• [What this task involves] Reproduce the listing below word for word. Leave out the pictures.
## start Extracted data
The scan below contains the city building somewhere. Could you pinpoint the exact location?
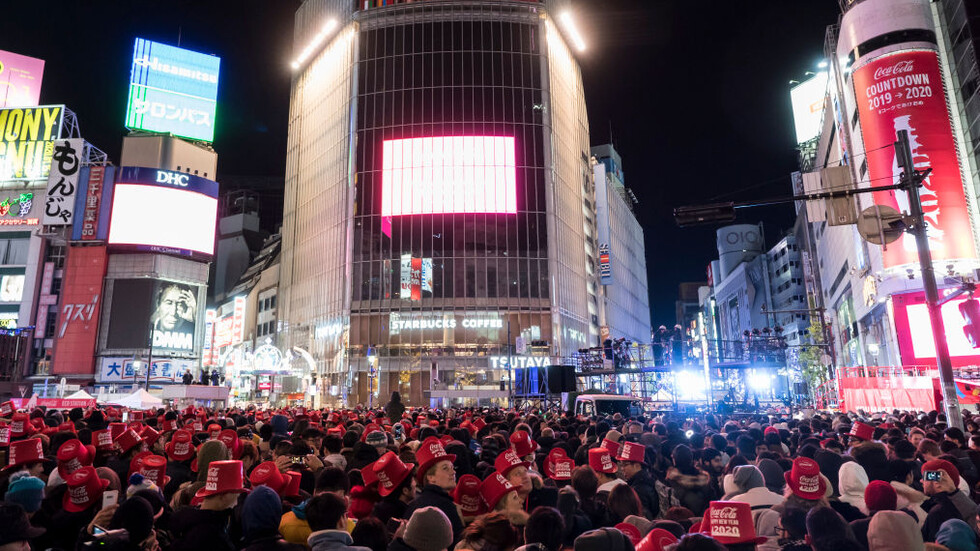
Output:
[278,0,600,406]
[589,144,650,345]
[794,0,980,376]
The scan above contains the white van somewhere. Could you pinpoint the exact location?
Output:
[574,394,643,417]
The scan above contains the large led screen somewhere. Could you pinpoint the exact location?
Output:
[126,38,221,142]
[109,167,218,255]
[381,136,517,216]
[893,292,980,366]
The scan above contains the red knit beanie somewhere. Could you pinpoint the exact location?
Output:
[864,480,898,511]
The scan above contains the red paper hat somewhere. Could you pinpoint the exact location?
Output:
[136,454,170,492]
[370,452,415,497]
[282,471,303,497]
[0,438,44,472]
[361,466,378,488]
[248,461,286,496]
[599,438,619,457]
[453,474,487,517]
[166,429,195,461]
[218,429,242,459]
[58,438,95,480]
[701,502,768,545]
[631,525,677,551]
[10,412,37,438]
[194,459,248,498]
[851,421,875,441]
[589,448,616,474]
[61,466,109,513]
[510,430,538,457]
[92,429,112,452]
[140,426,160,448]
[544,448,572,480]
[109,423,129,442]
[616,442,647,463]
[783,457,827,499]
[480,473,517,511]
[493,448,530,476]
[112,429,143,453]
[613,522,643,547]
[415,436,456,484]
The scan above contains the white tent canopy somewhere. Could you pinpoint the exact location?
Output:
[107,388,163,409]
[65,390,95,400]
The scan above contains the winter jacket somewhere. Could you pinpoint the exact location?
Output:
[837,461,868,515]
[306,530,371,551]
[891,482,927,528]
[627,470,660,519]
[729,486,784,509]
[170,508,237,551]
[922,490,977,541]
[667,467,711,516]
[404,484,463,544]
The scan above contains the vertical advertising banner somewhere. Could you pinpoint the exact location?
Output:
[0,50,44,107]
[51,246,106,375]
[43,139,85,226]
[82,166,105,241]
[854,50,976,268]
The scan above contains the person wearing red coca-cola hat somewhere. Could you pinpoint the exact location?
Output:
[0,438,44,477]
[170,460,248,551]
[404,436,463,541]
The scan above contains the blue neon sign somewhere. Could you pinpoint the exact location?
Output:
[126,38,221,142]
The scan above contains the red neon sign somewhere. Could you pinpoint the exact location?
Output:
[381,136,517,216]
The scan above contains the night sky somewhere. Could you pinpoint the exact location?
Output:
[0,0,838,326]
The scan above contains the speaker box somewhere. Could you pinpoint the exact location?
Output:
[548,365,575,394]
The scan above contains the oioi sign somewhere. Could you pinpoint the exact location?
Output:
[126,38,221,142]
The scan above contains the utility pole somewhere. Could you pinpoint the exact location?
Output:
[895,130,963,429]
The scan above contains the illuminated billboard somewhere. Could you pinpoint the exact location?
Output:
[892,291,980,367]
[106,279,200,354]
[0,105,65,182]
[789,71,829,143]
[381,136,517,216]
[852,50,976,268]
[109,167,218,255]
[126,38,221,142]
[0,50,44,107]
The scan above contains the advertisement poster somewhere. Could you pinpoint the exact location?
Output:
[854,50,976,268]
[0,105,65,182]
[106,279,200,353]
[51,246,107,374]
[0,50,44,107]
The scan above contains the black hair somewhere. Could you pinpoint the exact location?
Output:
[314,467,350,495]
[306,492,347,532]
[524,506,565,551]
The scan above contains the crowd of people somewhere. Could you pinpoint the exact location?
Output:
[0,393,980,551]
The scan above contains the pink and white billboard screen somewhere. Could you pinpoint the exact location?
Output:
[381,136,517,216]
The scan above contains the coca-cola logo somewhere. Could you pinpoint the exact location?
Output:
[875,59,915,80]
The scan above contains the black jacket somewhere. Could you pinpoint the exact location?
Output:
[170,507,237,551]
[626,470,660,519]
[404,484,463,545]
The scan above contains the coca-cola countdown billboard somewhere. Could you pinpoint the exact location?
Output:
[854,50,976,268]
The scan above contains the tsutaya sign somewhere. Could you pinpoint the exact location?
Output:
[490,356,551,369]
[389,312,504,335]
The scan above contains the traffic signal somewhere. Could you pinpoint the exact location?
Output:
[960,298,980,348]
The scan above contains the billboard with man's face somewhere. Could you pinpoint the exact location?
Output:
[106,279,200,354]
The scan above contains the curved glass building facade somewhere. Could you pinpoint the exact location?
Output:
[280,0,598,405]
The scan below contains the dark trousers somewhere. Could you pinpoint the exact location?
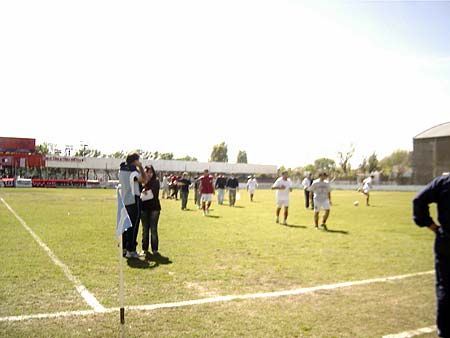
## end Extracted data
• [Full solution]
The scan below contains the city building somewhere. Could you pinpoint the exact location?
Output:
[278,0,600,406]
[589,144,650,345]
[794,0,980,376]
The scan above contains the white van somewhere. Could you pinpoint the exact location?
Output:
[574,394,643,417]
The scan above contains the large led screen somewhere. Could you pinpoint the exact location?
Output:
[126,38,221,142]
[109,167,218,255]
[381,136,517,216]
[893,292,980,366]
The scan above contains the red knit beanie somewhere. Could you pinpoint the exact location?
Output:
[864,480,898,511]
The scan above contains the red paper hat somewhere. Could you pinpoint the exact location?
Output:
[136,454,170,492]
[370,452,415,497]
[282,471,303,497]
[0,438,44,472]
[361,466,378,488]
[248,461,286,496]
[599,438,619,457]
[453,474,487,517]
[166,429,195,461]
[218,429,242,459]
[58,438,95,480]
[701,502,768,545]
[631,525,677,551]
[10,412,37,438]
[194,459,248,498]
[851,421,875,441]
[589,448,616,474]
[61,466,109,513]
[510,430,538,457]
[92,429,112,452]
[140,426,160,448]
[544,448,572,480]
[109,423,129,442]
[616,442,647,463]
[783,457,827,499]
[480,473,517,511]
[493,448,530,476]
[112,429,143,453]
[613,522,643,547]
[415,436,456,484]
The scan above contains the white tent canopy somewhere. Could you pinpoint the exact location?
Output:
[107,388,163,409]
[65,390,95,400]
The scan above contains the winter jacket somewhere. Could you pinpoint the exact location?
Output:
[837,461,868,515]
[306,530,371,551]
[891,482,927,528]
[627,470,660,519]
[729,486,784,509]
[170,508,237,551]
[922,490,977,541]
[667,467,711,516]
[404,484,463,544]
The scan above contains the vertical advertising banner somewhere. Could you pinpoint the exact location?
Output:
[0,50,44,107]
[51,246,106,375]
[43,139,85,226]
[82,166,105,241]
[854,50,976,268]
The scan above contains the person wearing red coca-cola hat somewhere. Could you pinpoint the exact location?
Output:
[0,438,44,477]
[170,460,248,551]
[404,436,463,541]
The scan above contains the blue neon sign somewhere. Could you pinpoint the exact location?
Output:
[126,38,221,142]
The scan above contains the red neon sign somewhere. Could you pinpoint the exact location?
Output:
[381,136,517,216]
The scan above contains the night sky somewhere. Could you pinpoint the exact location?
Output:
[0,0,838,326]
The scan above contains the speaker box somewhere. Could you pinpoint the exact location?
Output:
[548,365,575,394]
The scan above contains the oioi sign somewhere. Could you pinpoint the exact location?
Output:
[126,38,221,142]
The scan above contains the utility pole somewhere. Could you pinpoint the exact location?
Output:
[895,130,963,429]
The scan above contains the illuminated billboard somewhere. Could you pinpoint the exact location?
Output:
[892,291,980,367]
[106,279,200,354]
[0,105,65,182]
[789,71,829,143]
[381,136,517,216]
[852,50,976,268]
[109,167,218,255]
[126,38,221,142]
[0,50,44,107]
The scan above contains the advertisement poster somewhere. Could you pinpoint the exact location?
Output:
[854,50,976,268]
[0,105,65,182]
[106,279,200,353]
[51,246,107,374]
[0,50,44,107]
The scan above contains the black hair somewhere. Could you pinpoint the exact location?
Output:
[314,467,350,495]
[306,492,347,532]
[524,506,565,551]
The scan above contains the crowd of people somewhere. Could you pinpoint the exact location?
Output:
[0,393,980,551]
The scan above contains the pink and white billboard screen somewhere. Could you pinpoint the exact location?
Output:
[381,136,517,216]
The scan above contains the coca-cola logo somewhere. Could you pinpoint the exact location?
Output:
[875,59,915,80]
The scan above contains the black jacket somewhere. Could you pinpoint the exact location?
Output:
[170,507,237,551]
[626,470,660,519]
[404,484,463,545]
The scan above contains the coca-cola countdown billboard somewhere. Could you pinpoint the exact location?
Output:
[854,50,976,268]
The scan above contains the tsutaya sign somewhere. Could you pinpoint the exact location?
Output:
[490,356,551,369]
[389,312,504,335]
The scan above contains the traffic signal somewhere. Could you pinpoint the exact location?
Output:
[960,298,980,348]
The scan above contains the billboard with man's face somewhere. Could you pinpoint the exact location?
Output:
[106,279,200,354]
The scan above contains the curved glass building facade somewhere. Could you pinpoint the exact location?
Output:
[280,0,598,405]
The scan below contains the dark trousers somewhere. Could you pinpoint the exact location?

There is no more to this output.